### [OBJECTIVE]
Copy the entries below verbatim, starting at the line that contains "Keypoint placement: for each instance of the bird's head, put" and ending at the final line of the entries, with both of those lines included.

Start RECORDS SHOWN

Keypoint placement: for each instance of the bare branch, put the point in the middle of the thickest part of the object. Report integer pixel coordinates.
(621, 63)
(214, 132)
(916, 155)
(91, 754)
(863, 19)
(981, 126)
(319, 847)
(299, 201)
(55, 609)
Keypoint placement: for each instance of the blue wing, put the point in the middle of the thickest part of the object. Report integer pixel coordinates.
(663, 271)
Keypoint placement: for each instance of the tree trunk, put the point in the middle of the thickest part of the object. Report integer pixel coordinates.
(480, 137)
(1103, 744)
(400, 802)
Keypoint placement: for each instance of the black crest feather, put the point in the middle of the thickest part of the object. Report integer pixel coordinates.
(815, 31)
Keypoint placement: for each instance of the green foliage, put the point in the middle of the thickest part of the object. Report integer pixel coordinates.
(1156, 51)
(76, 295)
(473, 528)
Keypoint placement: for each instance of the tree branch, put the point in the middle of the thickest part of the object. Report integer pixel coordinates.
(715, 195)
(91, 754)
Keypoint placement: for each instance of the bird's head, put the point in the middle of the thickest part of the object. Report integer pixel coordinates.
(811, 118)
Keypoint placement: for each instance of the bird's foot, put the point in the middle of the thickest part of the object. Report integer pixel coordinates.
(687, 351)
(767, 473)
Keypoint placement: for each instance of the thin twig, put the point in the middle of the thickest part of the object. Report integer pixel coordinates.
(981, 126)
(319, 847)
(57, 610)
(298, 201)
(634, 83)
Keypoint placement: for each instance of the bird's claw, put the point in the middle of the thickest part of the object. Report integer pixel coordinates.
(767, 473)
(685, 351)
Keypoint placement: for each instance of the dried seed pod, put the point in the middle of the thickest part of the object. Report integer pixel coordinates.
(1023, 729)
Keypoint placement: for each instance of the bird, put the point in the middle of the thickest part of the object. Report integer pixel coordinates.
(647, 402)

End RECORDS SHOWN

### [SOLVED PROBLEM]
Keypoint placement: for each instance of the bird's head, put the point in the middle of the thickest part of the object. Report integer pixel coordinates.
(811, 118)
Keypoint placement: for each instance of the bird's foot, put the point in the middle of the thickest part of the object. Report integer pixel coordinates.
(687, 351)
(767, 473)
Keypoint placement: for each instance of the thin twig, put the point in the middle of the thickest part of the object. Report integer pixel coordinates.
(981, 126)
(319, 847)
(57, 610)
(298, 201)
(634, 83)
Keypoint placement: for each instance of the bird's claw, put the point in the middle of the thickest part of the object. Report integer pixel coordinates.
(767, 473)
(685, 351)
Keypoint placement: for each instance of the dried seed pod, put the point in the middle of the thickest part of the object. Report integer pixel coordinates.
(1023, 729)
Keypoint placement: for each instance of the bird, put the point in the middle of the thickest part of the object. Report integer pixel coordinates.
(647, 402)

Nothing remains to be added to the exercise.